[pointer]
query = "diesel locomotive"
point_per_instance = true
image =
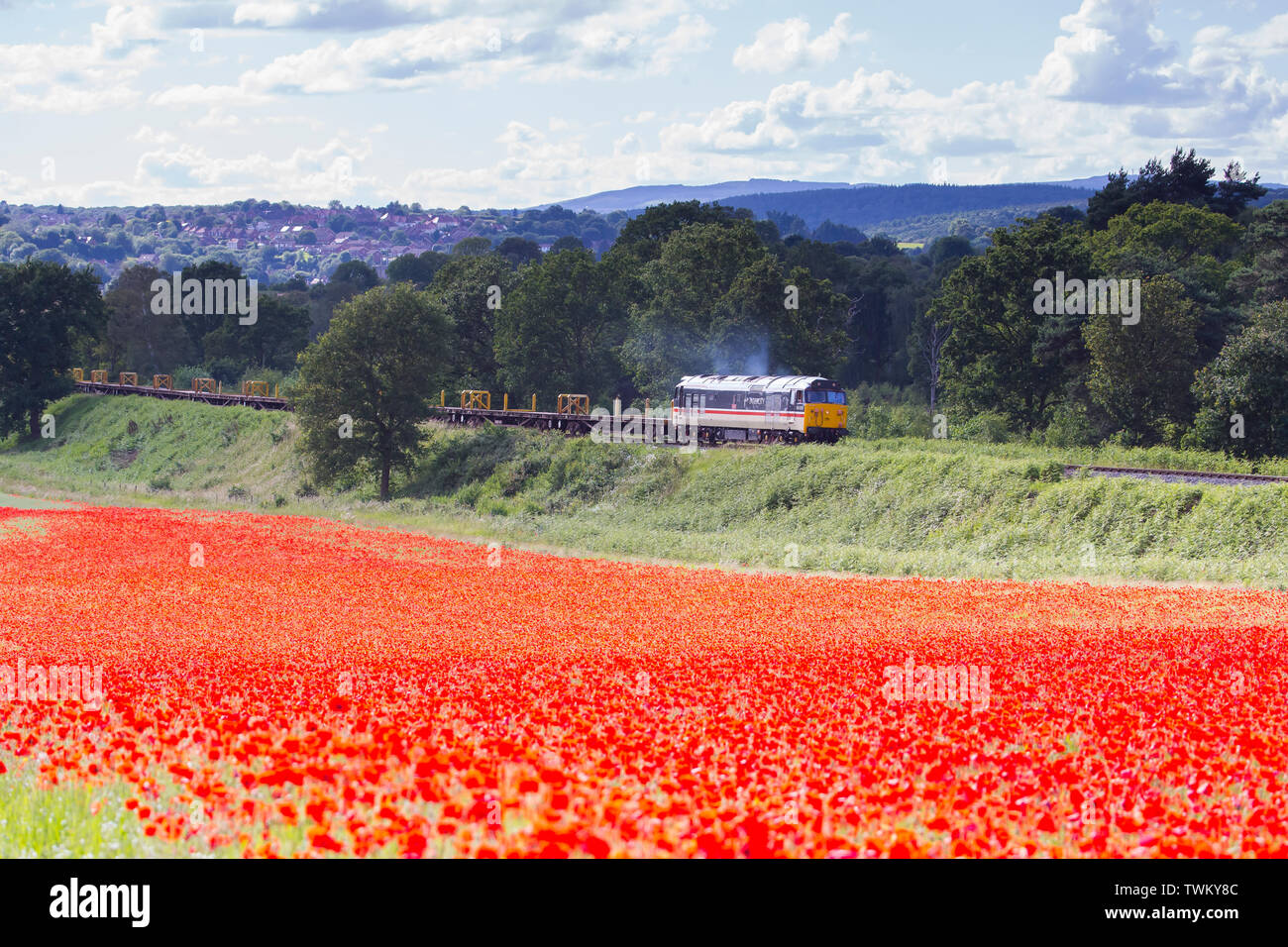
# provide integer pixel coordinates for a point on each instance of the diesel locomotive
(761, 407)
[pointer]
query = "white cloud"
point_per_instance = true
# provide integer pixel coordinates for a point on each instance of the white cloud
(786, 46)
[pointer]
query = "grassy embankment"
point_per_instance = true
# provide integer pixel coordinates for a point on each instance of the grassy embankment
(893, 506)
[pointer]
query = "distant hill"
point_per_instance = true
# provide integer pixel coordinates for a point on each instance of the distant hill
(645, 195)
(915, 211)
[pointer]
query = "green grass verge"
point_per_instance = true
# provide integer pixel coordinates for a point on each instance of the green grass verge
(890, 506)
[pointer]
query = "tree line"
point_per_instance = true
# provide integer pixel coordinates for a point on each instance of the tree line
(690, 287)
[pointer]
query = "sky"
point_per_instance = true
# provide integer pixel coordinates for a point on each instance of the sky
(503, 103)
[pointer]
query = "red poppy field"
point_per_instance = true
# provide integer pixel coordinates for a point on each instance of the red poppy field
(286, 685)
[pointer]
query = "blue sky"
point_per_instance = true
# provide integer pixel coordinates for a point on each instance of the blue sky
(503, 103)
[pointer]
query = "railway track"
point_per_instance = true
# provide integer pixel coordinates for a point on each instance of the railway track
(1210, 476)
(583, 424)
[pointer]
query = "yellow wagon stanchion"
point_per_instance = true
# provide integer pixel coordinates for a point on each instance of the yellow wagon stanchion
(572, 405)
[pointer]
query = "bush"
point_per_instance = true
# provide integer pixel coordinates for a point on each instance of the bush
(1069, 427)
(988, 427)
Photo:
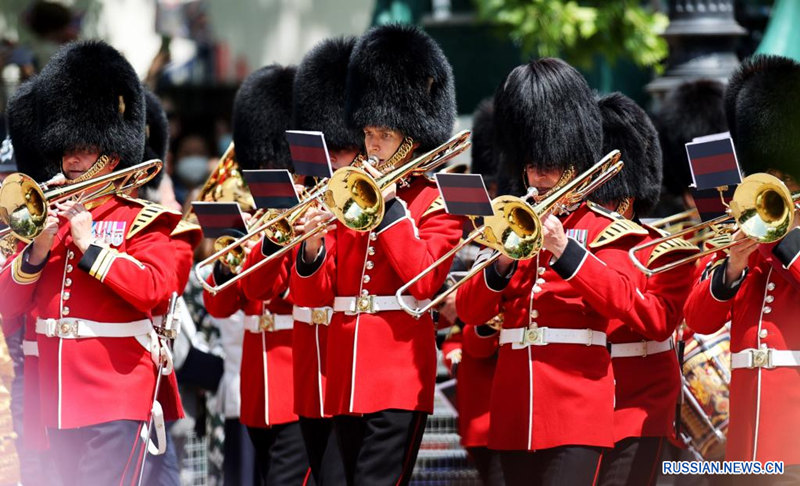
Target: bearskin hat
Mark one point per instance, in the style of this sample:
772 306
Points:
627 127
483 156
546 115
693 109
23 128
762 104
262 112
399 78
319 89
89 96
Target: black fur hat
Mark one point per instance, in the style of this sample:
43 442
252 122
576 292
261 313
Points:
262 112
319 89
484 161
693 109
546 115
762 104
399 78
88 95
23 128
627 127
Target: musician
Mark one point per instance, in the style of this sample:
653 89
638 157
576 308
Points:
261 115
645 365
318 101
95 273
552 399
381 361
757 286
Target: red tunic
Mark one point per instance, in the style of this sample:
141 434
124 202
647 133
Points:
764 418
383 360
83 379
647 387
558 394
266 370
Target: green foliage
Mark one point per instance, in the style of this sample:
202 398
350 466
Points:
580 30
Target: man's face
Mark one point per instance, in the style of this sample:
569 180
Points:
382 142
543 181
342 158
76 162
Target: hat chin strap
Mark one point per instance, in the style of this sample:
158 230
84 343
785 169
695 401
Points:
98 165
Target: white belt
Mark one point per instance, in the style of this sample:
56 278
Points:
268 322
30 348
72 328
640 348
764 358
317 316
522 337
371 304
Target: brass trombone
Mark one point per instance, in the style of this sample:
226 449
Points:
762 208
515 228
351 194
24 205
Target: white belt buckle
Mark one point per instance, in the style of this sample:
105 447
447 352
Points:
365 303
760 358
266 322
320 316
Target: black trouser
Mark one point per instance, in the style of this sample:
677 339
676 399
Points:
487 462
108 454
239 466
633 461
280 454
323 451
380 448
573 465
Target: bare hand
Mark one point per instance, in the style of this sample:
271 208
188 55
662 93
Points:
738 256
311 220
44 242
555 240
389 192
80 221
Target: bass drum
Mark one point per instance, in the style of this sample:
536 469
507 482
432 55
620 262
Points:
706 378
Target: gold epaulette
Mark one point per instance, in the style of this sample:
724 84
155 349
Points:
671 246
184 227
617 230
436 205
718 241
604 211
150 212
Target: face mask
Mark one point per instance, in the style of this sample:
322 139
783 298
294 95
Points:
192 170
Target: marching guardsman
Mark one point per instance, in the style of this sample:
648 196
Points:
553 392
645 365
381 361
757 286
97 270
261 115
318 100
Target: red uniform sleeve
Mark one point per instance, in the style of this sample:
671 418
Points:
705 312
143 275
480 341
411 249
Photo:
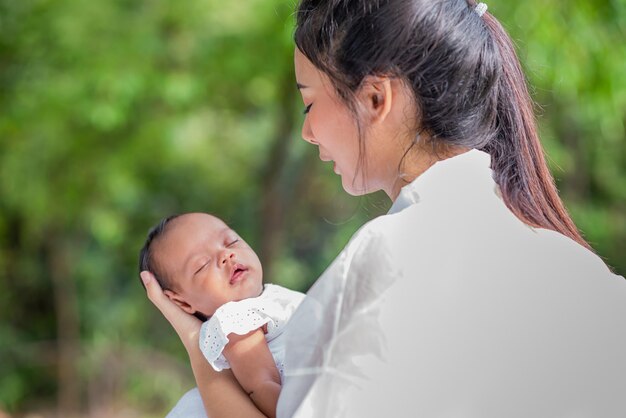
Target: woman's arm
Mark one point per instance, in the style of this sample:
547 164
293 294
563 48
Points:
221 394
253 365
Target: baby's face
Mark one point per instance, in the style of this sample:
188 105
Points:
208 262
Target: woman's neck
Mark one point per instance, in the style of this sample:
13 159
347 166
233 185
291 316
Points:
418 162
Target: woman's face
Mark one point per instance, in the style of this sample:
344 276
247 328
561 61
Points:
329 124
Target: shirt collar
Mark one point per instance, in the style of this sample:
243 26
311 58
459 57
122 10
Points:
435 178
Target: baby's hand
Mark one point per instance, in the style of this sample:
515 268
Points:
186 326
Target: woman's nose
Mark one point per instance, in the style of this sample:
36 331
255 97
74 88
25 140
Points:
307 133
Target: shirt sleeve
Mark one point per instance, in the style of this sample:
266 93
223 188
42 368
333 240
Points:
240 318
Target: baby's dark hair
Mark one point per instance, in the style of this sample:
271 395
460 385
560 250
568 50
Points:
146 255
148 263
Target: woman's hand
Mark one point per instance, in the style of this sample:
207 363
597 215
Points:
221 394
186 326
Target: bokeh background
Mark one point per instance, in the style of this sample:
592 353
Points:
114 114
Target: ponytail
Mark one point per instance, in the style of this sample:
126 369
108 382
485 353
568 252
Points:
464 75
518 160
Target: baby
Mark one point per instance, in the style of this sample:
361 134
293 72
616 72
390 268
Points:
210 272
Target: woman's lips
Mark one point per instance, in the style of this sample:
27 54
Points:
238 273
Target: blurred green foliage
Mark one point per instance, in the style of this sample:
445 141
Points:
115 114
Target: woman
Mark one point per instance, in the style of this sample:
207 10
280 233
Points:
476 295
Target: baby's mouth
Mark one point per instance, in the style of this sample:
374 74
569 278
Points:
237 273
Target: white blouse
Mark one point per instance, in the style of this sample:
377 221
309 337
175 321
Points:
449 306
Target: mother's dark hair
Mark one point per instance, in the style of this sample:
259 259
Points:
465 77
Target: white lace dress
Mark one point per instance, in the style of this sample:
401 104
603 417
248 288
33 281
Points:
273 308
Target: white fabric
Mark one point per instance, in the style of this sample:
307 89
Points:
273 307
449 306
189 406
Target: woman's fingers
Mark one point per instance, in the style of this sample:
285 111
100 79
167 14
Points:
187 326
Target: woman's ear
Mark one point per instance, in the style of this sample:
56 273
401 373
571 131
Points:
376 97
177 299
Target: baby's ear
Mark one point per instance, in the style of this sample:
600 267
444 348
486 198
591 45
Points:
180 301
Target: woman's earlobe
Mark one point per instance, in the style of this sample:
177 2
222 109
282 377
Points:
378 94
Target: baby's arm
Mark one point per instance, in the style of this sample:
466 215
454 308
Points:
253 365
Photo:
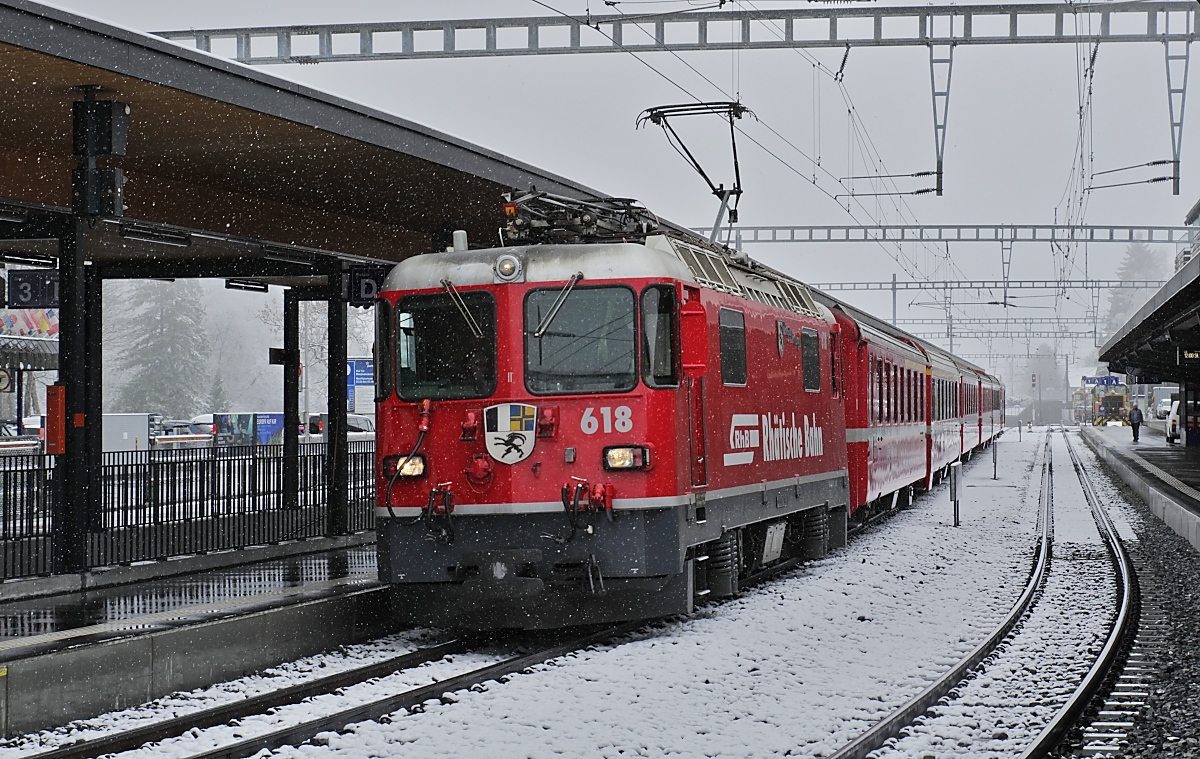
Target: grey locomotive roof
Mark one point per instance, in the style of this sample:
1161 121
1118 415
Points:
540 263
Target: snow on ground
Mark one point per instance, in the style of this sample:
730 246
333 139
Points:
177 704
795 667
1019 689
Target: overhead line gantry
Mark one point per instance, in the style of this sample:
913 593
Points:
939 28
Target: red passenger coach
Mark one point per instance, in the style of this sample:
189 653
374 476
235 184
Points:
610 422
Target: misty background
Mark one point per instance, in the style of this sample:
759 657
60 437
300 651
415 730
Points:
1029 127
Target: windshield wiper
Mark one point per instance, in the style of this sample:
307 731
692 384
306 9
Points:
456 299
558 304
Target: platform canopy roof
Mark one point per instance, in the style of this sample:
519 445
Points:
219 147
1150 345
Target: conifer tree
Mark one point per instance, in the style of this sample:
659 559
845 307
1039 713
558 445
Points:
160 348
1140 262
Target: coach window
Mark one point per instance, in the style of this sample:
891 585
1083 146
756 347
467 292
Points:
438 356
879 390
810 359
385 340
895 393
733 346
659 352
588 345
907 392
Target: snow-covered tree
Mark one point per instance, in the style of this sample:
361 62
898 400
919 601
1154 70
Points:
1140 262
156 348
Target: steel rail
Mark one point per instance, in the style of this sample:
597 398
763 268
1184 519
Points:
297 734
1125 625
891 725
156 731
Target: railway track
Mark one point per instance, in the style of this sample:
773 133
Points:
301 731
888 729
1066 717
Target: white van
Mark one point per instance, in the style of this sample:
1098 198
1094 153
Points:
1164 408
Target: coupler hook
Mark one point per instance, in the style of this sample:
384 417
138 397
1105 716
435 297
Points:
439 517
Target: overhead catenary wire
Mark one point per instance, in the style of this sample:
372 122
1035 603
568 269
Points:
900 257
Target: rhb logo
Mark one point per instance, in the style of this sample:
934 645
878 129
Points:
509 431
779 436
743 440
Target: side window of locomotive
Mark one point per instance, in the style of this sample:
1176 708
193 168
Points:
588 345
438 356
659 340
834 348
733 347
810 359
385 341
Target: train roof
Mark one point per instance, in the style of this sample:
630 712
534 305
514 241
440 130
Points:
538 263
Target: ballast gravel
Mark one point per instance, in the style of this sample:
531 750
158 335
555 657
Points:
796 667
1169 723
1012 697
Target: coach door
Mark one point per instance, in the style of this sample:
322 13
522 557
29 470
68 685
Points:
699 458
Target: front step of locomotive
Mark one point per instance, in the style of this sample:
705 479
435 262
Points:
531 589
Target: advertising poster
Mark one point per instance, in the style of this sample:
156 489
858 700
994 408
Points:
360 386
29 322
234 429
269 429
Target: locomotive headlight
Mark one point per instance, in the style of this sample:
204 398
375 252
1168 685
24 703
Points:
414 466
508 268
627 458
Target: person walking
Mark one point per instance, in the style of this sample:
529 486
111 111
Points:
1135 420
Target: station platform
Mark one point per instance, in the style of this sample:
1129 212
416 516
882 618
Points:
77 655
43 623
1167 477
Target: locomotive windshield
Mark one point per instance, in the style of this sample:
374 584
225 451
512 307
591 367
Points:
437 354
588 346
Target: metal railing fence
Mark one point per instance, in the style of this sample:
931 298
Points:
171 502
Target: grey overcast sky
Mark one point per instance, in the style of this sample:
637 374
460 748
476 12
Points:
1012 132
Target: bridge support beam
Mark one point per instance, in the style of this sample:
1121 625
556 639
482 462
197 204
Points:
73 470
1177 58
337 470
292 400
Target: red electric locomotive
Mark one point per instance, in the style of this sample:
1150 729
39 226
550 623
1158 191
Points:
610 422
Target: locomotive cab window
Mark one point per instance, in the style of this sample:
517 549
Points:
588 345
733 346
659 341
438 354
385 346
810 359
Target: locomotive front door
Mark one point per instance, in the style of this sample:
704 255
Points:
696 430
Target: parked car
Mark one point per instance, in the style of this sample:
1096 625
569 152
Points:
1173 423
1164 408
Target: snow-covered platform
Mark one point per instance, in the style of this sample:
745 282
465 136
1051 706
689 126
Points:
1167 477
77 655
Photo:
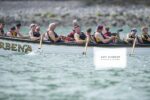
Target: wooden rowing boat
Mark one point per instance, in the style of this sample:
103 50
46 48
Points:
27 45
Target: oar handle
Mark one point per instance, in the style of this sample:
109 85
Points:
41 39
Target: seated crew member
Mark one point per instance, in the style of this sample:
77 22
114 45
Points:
18 26
12 32
2 29
51 34
100 38
131 37
108 33
34 33
70 36
89 36
79 36
145 36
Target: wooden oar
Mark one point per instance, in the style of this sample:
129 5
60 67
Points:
86 45
41 41
133 47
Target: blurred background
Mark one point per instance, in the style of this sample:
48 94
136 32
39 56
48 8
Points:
134 13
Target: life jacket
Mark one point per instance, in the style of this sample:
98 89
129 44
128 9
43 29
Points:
130 36
14 34
36 34
2 31
50 39
71 35
145 37
82 36
107 34
97 40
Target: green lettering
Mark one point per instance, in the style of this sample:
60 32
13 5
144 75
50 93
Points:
14 47
20 48
7 46
1 45
28 49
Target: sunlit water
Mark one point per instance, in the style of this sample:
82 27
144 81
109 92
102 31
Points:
65 74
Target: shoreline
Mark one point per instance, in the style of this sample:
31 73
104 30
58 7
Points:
63 12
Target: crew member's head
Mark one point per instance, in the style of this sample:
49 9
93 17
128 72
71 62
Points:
1 25
133 31
77 29
12 29
99 28
145 30
18 25
52 26
32 27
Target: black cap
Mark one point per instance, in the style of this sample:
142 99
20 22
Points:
89 30
18 25
12 28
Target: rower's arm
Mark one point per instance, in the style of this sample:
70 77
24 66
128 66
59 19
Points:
9 34
78 40
102 39
128 38
19 34
53 37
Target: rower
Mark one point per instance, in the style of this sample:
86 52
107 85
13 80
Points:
70 36
145 36
100 38
107 33
51 34
2 29
79 36
12 32
131 37
34 32
18 26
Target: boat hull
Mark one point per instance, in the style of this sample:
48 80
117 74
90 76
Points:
8 45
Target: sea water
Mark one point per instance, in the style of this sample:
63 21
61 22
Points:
65 74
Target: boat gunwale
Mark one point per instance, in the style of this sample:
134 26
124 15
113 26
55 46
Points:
71 43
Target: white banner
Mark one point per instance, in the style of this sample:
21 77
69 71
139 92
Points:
109 58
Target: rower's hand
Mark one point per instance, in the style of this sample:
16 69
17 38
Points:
113 37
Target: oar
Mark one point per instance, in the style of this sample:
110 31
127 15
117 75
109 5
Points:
86 45
133 47
41 40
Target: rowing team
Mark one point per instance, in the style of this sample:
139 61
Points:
101 36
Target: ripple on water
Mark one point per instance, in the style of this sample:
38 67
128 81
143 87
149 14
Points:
66 76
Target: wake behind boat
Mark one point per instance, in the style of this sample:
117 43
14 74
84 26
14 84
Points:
27 45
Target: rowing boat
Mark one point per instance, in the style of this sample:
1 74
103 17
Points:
27 45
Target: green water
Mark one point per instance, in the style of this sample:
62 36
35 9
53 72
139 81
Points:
65 74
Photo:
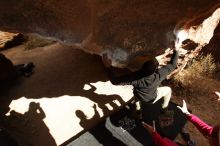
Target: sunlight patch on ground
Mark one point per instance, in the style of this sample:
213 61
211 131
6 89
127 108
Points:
61 119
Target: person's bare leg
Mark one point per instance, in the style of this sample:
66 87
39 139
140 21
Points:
163 92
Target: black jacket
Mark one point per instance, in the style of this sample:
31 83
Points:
145 86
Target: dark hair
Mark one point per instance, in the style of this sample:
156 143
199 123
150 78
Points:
149 67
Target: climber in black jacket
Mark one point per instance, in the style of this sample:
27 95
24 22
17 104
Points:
146 81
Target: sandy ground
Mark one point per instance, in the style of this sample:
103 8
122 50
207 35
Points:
68 93
72 90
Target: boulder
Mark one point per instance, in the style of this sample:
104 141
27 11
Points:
8 71
122 29
8 40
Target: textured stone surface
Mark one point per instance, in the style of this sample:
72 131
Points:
120 28
8 40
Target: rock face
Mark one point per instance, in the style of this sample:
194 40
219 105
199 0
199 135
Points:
123 29
8 40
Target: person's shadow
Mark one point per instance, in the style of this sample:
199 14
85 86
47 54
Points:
29 128
100 132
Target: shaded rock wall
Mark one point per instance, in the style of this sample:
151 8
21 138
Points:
121 28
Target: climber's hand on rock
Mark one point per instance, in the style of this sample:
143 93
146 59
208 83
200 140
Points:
184 108
106 61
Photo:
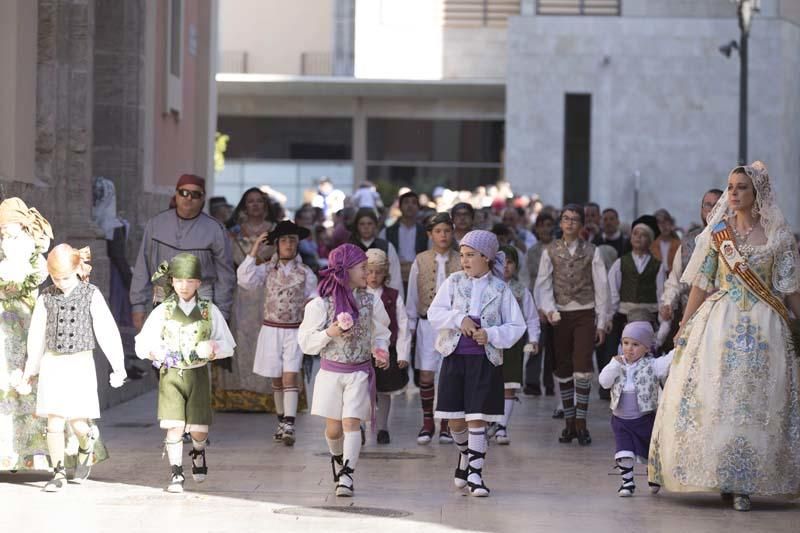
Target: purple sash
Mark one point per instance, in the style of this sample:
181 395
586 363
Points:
344 368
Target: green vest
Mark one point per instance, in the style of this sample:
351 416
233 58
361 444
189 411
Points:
181 333
638 288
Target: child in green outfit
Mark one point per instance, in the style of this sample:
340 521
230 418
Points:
181 336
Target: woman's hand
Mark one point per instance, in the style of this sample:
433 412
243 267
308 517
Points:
468 327
481 336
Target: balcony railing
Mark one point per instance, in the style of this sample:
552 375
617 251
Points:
479 13
609 8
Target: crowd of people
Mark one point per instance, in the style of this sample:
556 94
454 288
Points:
473 297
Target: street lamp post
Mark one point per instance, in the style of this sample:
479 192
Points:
745 10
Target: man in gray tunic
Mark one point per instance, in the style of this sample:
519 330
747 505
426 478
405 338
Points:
184 228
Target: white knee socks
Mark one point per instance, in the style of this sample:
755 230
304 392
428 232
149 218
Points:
352 448
291 396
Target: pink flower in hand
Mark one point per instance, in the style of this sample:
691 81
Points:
345 321
380 355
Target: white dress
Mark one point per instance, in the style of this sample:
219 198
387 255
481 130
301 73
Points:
729 418
68 382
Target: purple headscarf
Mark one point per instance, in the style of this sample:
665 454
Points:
640 331
334 280
486 243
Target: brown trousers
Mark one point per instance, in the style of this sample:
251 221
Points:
574 343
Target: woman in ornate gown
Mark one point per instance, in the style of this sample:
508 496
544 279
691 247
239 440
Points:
238 388
729 418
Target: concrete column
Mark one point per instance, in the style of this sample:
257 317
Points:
64 124
359 144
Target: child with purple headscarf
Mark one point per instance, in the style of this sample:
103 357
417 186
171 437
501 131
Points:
347 327
634 379
477 317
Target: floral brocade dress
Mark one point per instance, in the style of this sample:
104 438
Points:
729 418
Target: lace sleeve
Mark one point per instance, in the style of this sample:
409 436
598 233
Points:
701 271
784 270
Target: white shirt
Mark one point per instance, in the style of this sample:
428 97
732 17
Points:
672 286
412 304
615 279
395 275
251 276
149 339
544 287
403 345
312 336
442 315
103 324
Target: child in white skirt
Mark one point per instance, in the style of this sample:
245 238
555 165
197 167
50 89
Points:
67 318
288 285
347 327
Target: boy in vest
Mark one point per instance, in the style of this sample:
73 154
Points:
347 327
634 379
572 286
288 284
181 336
477 318
635 282
428 272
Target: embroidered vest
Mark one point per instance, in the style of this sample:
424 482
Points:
69 319
426 280
647 386
356 345
491 298
181 333
572 274
389 299
638 288
284 294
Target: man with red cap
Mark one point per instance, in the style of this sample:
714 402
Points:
184 228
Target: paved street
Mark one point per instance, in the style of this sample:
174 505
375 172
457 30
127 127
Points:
255 485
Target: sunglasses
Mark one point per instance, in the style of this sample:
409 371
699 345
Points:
185 193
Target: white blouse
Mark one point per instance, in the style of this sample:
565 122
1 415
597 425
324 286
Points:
149 339
105 331
312 336
442 315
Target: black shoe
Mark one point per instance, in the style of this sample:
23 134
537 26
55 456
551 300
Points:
567 435
532 390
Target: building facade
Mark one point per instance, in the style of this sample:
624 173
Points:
123 90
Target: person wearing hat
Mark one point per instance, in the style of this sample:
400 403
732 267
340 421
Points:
348 327
407 235
635 282
180 337
288 285
634 378
428 272
572 290
477 317
365 236
68 317
184 228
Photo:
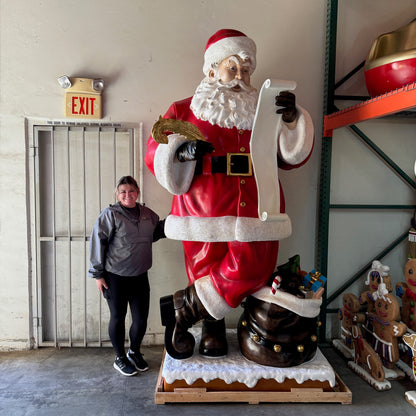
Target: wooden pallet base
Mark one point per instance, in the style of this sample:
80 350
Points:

----

▸ What is required
Determine how many lines of the listing above include the word "water", then write only that number.

▸ Response below
4